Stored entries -

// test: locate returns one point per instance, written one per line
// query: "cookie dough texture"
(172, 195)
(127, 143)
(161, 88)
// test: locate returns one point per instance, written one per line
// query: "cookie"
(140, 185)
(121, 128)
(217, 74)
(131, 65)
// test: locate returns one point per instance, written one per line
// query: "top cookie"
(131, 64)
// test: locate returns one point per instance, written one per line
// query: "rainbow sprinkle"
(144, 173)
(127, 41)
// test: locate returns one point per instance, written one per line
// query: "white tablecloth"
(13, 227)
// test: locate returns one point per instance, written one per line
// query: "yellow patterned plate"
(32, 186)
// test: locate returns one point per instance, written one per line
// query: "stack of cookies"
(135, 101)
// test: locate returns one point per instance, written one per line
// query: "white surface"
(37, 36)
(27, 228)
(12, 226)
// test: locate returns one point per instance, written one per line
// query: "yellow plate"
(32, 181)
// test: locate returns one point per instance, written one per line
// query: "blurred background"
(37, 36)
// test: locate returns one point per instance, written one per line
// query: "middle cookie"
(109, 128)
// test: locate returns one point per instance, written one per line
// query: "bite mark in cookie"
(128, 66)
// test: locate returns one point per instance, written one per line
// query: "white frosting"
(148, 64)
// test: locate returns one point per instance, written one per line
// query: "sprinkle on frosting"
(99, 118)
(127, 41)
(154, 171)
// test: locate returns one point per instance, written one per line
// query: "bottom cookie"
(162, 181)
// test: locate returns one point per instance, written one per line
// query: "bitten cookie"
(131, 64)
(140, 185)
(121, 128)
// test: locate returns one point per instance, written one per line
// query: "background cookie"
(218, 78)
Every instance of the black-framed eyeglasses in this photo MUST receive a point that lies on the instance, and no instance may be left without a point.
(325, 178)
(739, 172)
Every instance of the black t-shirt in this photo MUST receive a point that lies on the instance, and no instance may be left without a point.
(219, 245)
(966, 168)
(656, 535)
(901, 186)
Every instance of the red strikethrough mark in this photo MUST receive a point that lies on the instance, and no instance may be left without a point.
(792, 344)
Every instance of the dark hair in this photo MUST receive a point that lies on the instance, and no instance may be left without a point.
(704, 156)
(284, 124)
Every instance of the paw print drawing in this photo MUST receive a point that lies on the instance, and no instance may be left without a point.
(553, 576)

WHAT IS NEEDED - Return every record in full, word for word.

SOLUTION TO THIS TASK -
// test: locate returns one point per instance, written one per line
// query: "cookie dough texture"
(172, 195)
(127, 143)
(161, 88)
// test: locate returns one point per instance, written one per line
// query: "cookie"
(140, 185)
(121, 128)
(217, 74)
(131, 65)
// test: locate returns one point per instance, written one per line
// query: "top cookie"
(131, 64)
// test: locate returns one point per instance, written one per line
// query: "rainbow sprinkle"
(144, 173)
(127, 41)
// test: locate returns one point per instance, written one per line
// query: "white tablecloth"
(13, 227)
// test: locate returns one point per instance, written one per line
// query: "yellow patterned plate"
(32, 186)
// test: locate returns one point per instance, written one per line
// query: "stack of cookies"
(135, 101)
// test: locate returns one point per instance, written one per line
// query: "white surface"
(37, 36)
(27, 228)
(12, 226)
// test: locate returns one point per instance, written one per line
// query: "yellow plate"
(32, 181)
// test: locate returns one point per instance, written one per line
// query: "blurred background"
(37, 36)
// test: locate returns one point per instance, written one per line
// query: "middle cookie"
(109, 128)
// test: locate returns one point per instance, written one per line
// query: "bite mark in cookie"
(128, 66)
// test: locate returns one point per instance, written one per line
// query: "white frosting"
(148, 64)
// test: locate returns one point per instance, written one per line
// query: "sprinkle on frosting"
(99, 118)
(127, 41)
(154, 171)
// test: locate returns one point per instance, written one per line
// query: "bottom cookie"
(162, 181)
// test: locate returns one point per instance, written one per line
// query: "bitten cookie"
(131, 64)
(140, 185)
(121, 128)
// test: locate returns one point per instance, written one per line
// query: "background cookie"
(218, 78)
Every instance of the black-framed eyeglasses in this photo MUST receive a point that lies on the instance, and no instance may be left without a point.
(325, 178)
(739, 172)
Every instance of the black t-shirt in this photo MUST receive a point that lies on the instance, and no instance may be left without a point.
(219, 245)
(966, 168)
(656, 535)
(901, 186)
Every instance of the red strikethrough mark in this photo MUST receive a point that lies on the instance, and no instance may be left without a point.
(792, 344)
Every instance of the dark hair in this photo MUST receive a point that lies on the instance, and no instance may be left without a point.
(704, 156)
(284, 124)
Every instance of the paw print drawing in this photo MUST receive a point that lies on the instance, and no instance may be left without a point.
(553, 576)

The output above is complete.